### GIVEN PROBLEM
Below are records to repeat exactly. Omit the pictures from the copy.

### DATA ENTRIES
>> START
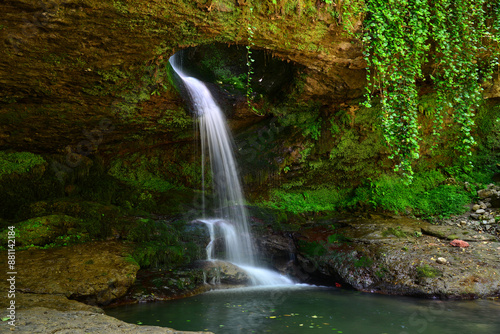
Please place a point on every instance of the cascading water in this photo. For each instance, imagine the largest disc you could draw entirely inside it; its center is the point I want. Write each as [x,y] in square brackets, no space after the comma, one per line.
[233,225]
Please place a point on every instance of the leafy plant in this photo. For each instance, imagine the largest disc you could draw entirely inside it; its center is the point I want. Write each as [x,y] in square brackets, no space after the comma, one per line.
[397,38]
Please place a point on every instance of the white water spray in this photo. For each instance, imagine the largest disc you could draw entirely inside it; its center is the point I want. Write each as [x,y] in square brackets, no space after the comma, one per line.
[233,225]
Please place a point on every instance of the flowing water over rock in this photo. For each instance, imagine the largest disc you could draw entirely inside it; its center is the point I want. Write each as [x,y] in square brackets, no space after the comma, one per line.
[232,226]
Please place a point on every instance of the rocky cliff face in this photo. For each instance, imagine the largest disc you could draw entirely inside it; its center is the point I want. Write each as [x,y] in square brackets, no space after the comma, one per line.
[69,64]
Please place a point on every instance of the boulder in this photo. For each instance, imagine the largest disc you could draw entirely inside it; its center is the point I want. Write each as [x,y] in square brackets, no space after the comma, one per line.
[95,272]
[39,319]
[459,243]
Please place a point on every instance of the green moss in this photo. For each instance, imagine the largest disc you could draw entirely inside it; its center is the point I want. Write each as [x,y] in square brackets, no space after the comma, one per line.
[397,232]
[317,200]
[175,119]
[312,249]
[18,162]
[141,174]
[363,262]
[47,231]
[161,243]
[428,271]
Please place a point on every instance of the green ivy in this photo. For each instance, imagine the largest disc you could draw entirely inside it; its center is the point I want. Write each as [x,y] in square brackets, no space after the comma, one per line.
[250,59]
[399,36]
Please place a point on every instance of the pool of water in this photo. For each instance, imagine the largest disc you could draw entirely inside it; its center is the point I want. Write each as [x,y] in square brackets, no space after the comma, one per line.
[307,309]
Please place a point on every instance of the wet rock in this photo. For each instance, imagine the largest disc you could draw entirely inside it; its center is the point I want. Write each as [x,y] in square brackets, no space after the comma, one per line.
[474,216]
[403,266]
[44,230]
[39,319]
[459,243]
[96,272]
[221,272]
[484,193]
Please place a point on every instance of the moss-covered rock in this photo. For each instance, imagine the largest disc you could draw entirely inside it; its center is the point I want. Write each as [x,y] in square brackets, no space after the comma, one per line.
[45,230]
[93,272]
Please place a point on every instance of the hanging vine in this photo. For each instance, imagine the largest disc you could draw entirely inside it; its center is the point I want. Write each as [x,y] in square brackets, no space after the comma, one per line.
[250,59]
[398,35]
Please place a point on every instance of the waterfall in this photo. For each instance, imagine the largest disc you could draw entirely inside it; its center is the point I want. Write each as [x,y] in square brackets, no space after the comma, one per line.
[233,224]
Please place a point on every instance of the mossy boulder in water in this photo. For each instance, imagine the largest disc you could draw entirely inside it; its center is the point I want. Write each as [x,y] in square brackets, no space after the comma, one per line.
[96,272]
[43,230]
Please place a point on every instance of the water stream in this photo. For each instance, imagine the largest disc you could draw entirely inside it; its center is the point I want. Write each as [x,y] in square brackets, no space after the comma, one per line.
[305,309]
[232,224]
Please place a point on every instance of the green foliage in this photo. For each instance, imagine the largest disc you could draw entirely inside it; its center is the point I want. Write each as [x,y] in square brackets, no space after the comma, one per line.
[397,232]
[426,196]
[337,238]
[363,262]
[398,36]
[18,162]
[304,201]
[428,271]
[141,174]
[49,231]
[311,249]
[160,243]
[250,60]
[304,116]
>> END
### EXPECTED ANSWER
Please place a point on every instance of the cascading water in this photo. For each instance, imagine the largest disc you could draw entirely inside it; its center is the point I want. Write each as [x,y] in square brackets, no space after the comma, one per line.
[233,225]
Please place a point on every instance of the leafy plant in this photo. For each instance, imagine the largest disc you could draw entirely inside it; its center is the point I want. Write each as [x,y] in square brackets, no space after the comma, one per line.
[397,38]
Please place a point on every instance of the white water spray in this photo. For each instance, imagine the largest disc you could draw entirely inside it; its center is the point I want. Write each as [x,y] in square brackets, no space after the comma, one per line.
[233,225]
Please place a point on every instance of the flowing water over rock in this photo. For each instance, imagine the largest disc you could draw entirely inside it; its center is the point I want. Write each as [x,y] in square brackets, no space after the comma, one per line.
[232,226]
Please place a point on every instance of the rocky cliff face in this photo. For each instance, imagine the largest disc you could draw entirely inside it; its center is the point I want. Write each as [x,y] in square brackets, no space after the comma, one per line.
[69,64]
Please place a point on every instance of the boulder in this photo. For each instance, imagine the largest disc you could draw entirely inside it; its center is the point I want. Write each as [x,y] in square brackets, no space after the comma, one per line.
[95,272]
[39,319]
[459,243]
Please place a point on every instance of the green moss in this photo. For each instance, imagine the largest disc you could draw entirely inside it; its center is the point I want. Write each as [x,y] in square brackets, no space after the comma, one per line.
[397,232]
[317,200]
[175,119]
[312,249]
[18,162]
[141,174]
[363,262]
[47,231]
[161,243]
[428,271]
Please place a point on every instance of the green ivy in this photo. For each instance, imagine the largest disc you could draw entirely inside it; its center is the point I want. Write each as [x,y] in square brackets, no space after the comma, one per line.
[250,59]
[399,36]
Please place a point on every instance of the pool of water in this photo. For each instance, imagine the largest disc you could draw entirely inside it; its center is the point I want. Write each as [x,y] in square brackets, no space after the comma, one per line.
[307,309]
Please place a point on every instance of the wet rock in this photo. For each instance, imagine the largest disc you could draw entirely inside it; its center is the point I want. Write each as [x,y] in square brackets, no space after the comma, one per line.
[474,216]
[403,266]
[44,230]
[39,319]
[459,243]
[96,272]
[221,272]
[484,193]
Please place a point on every instance of the moss-covered rock in this photo. For each instance, imagine the largest disc you could draw entirely inside it; its center is the point I want. Write each as [x,y] in square brackets, no space after the comma, one per line.
[45,230]
[93,272]
Please place a point on every instance of the hanging vine in this photo. For each instance, imagine the largest disc you could draw entirely inside it; its center is the point I want. Write each as [x,y] in square brackets, no space after the comma, one per line.
[250,59]
[398,35]
Please place a point on every instance of the waterfall in this photo. For each instance, imagine the largest disc you could draw entirely inside it; its center is the point I want. Write each as [x,y] in square brackets, no space after the comma, one per line.
[233,224]
Please place a point on every instance of the mossy boulder in water in this photo. For each instance, imagine the largest disc you could draw entirely inside it; its center is the point I want. Write each as [x,y] in square brackets, no space after the comma, one per line.
[96,272]
[43,230]
Please place a point on every instance of the water stream in this photo. For each instance, imagine the largest disc you could draw entirely inside it; its center is the point I want. Write each as [x,y] in square brackets, no space after the comma, one per line.
[305,309]
[232,224]
Please place a point on every instance of the green foliage in this photo. For each instance, imagine the largest disc you could draw entirely inside it; its center is the point I want. Write each as [x,y] in square brackets, no space after the comma, one per line.
[397,232]
[426,196]
[337,238]
[363,262]
[398,36]
[18,162]
[304,201]
[428,271]
[141,174]
[49,231]
[311,249]
[160,243]
[250,60]
[304,116]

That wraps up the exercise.